» Natural language region descriptions
----

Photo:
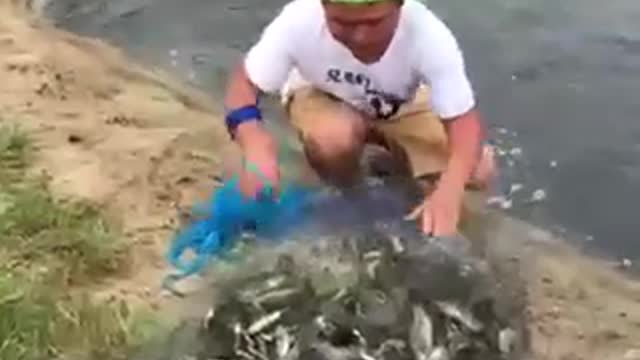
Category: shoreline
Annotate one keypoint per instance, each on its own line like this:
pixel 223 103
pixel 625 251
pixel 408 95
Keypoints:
pixel 139 144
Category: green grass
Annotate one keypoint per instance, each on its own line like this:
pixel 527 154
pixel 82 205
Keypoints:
pixel 49 250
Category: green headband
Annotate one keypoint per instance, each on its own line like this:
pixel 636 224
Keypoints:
pixel 356 1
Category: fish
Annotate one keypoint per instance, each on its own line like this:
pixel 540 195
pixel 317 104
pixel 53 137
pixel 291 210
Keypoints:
pixel 461 314
pixel 264 322
pixel 421 333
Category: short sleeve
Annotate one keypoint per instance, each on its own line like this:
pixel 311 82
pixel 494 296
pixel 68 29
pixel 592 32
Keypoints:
pixel 442 66
pixel 269 61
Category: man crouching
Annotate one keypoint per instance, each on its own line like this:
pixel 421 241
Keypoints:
pixel 354 72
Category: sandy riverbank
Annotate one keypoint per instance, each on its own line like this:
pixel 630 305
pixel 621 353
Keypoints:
pixel 140 144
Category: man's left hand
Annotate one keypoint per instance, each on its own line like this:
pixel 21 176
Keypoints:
pixel 440 212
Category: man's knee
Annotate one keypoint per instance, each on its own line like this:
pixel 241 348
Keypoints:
pixel 335 138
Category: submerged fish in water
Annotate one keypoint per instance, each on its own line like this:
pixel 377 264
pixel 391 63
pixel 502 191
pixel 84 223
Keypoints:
pixel 421 333
pixel 399 296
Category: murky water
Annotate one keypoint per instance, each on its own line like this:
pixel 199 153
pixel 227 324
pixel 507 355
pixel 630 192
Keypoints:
pixel 564 75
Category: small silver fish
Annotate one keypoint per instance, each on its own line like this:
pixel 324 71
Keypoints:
pixel 460 314
pixel 506 340
pixel 439 353
pixel 421 333
pixel 207 318
pixel 264 322
pixel 275 295
pixel 284 342
pixel 396 244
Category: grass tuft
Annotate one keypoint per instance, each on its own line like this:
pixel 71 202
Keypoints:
pixel 48 250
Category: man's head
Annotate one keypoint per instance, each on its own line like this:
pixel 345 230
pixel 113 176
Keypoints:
pixel 366 27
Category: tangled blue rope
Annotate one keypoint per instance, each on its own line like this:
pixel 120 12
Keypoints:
pixel 226 215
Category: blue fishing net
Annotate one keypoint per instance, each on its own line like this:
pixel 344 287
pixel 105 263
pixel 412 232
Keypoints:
pixel 226 215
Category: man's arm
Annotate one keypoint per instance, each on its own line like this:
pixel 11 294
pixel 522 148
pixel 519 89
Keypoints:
pixel 465 134
pixel 241 93
pixel 264 68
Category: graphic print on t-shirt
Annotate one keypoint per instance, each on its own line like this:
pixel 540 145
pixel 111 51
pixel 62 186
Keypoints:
pixel 384 104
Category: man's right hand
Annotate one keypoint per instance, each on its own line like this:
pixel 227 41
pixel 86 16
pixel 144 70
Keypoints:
pixel 259 154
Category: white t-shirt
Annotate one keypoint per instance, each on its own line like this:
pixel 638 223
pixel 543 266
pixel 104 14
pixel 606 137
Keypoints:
pixel 297 49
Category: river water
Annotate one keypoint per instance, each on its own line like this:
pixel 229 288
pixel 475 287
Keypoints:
pixel 563 75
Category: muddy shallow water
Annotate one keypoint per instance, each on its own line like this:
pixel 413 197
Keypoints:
pixel 563 75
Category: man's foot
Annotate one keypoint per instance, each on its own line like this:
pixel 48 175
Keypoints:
pixel 486 170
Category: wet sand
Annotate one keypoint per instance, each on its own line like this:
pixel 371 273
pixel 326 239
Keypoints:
pixel 139 143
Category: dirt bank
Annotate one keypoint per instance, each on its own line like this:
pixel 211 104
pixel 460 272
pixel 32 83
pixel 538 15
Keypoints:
pixel 140 144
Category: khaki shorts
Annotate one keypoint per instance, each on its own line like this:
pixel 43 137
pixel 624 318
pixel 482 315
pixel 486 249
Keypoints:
pixel 415 135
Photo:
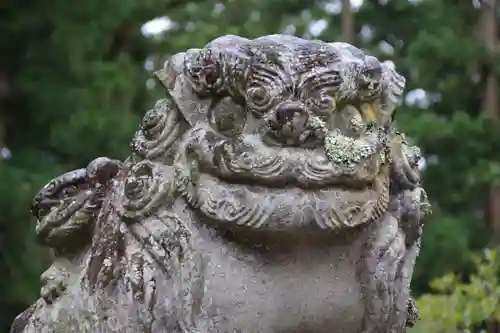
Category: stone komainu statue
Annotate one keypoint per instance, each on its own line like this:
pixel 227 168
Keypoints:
pixel 268 193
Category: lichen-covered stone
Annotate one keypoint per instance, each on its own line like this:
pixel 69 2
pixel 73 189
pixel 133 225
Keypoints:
pixel 269 193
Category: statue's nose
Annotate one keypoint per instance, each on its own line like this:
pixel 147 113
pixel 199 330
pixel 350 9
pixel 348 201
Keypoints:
pixel 286 112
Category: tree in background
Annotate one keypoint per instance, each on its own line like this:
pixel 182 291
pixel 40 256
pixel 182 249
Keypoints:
pixel 74 84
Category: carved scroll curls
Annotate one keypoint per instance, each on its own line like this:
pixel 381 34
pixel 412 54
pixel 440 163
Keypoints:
pixel 159 130
pixel 147 186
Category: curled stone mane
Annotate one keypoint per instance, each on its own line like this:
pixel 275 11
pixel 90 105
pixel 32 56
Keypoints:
pixel 269 192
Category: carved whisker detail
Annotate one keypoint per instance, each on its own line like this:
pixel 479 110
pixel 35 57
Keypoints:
pixel 270 191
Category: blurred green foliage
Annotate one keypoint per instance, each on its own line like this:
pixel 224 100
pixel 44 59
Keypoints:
pixel 460 306
pixel 78 75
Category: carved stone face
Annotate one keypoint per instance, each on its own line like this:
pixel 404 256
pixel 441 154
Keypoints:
pixel 280 111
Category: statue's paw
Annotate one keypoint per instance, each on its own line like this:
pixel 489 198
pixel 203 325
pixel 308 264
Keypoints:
pixel 54 283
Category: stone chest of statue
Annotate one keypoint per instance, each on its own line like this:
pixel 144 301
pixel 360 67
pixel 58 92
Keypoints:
pixel 270 192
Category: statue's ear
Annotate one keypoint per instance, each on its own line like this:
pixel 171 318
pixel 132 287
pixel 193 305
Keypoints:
pixel 194 108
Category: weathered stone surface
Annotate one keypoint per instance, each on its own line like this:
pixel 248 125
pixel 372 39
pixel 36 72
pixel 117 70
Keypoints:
pixel 269 193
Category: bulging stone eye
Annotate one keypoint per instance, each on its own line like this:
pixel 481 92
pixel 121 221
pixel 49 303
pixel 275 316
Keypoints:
pixel 259 99
pixel 228 118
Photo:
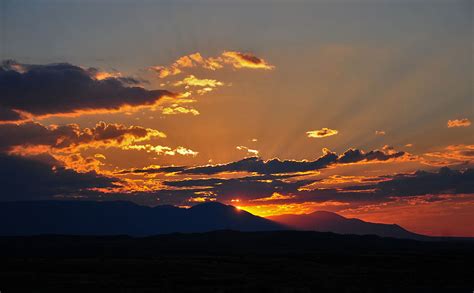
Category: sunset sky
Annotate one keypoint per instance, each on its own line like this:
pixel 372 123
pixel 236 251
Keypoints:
pixel 364 108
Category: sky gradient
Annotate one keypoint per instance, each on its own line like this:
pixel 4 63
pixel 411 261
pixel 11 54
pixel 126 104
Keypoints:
pixel 278 107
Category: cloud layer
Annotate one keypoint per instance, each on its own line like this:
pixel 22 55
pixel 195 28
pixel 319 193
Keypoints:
pixel 236 60
pixel 64 89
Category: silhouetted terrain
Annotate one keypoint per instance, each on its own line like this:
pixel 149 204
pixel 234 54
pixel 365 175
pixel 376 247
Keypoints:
pixel 323 221
pixel 227 261
pixel 123 218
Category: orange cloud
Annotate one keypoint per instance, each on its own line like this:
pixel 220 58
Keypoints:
pixel 163 150
pixel 250 151
pixel 450 155
pixel 459 123
pixel 70 137
pixel 245 60
pixel 192 80
pixel 69 90
pixel 324 132
pixel 175 109
pixel 235 59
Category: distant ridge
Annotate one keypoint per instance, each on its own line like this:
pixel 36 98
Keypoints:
pixel 324 221
pixel 123 218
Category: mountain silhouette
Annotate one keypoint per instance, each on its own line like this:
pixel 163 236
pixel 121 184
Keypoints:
pixel 123 218
pixel 324 221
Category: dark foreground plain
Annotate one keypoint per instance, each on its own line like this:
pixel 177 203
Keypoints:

----

» PROBLEM STATEMENT
Which of the lines above hold the word "blue"? Copy each one.

» ANSWER TO THIS TASK
Category: tangled blue rope
Category: blue fishing net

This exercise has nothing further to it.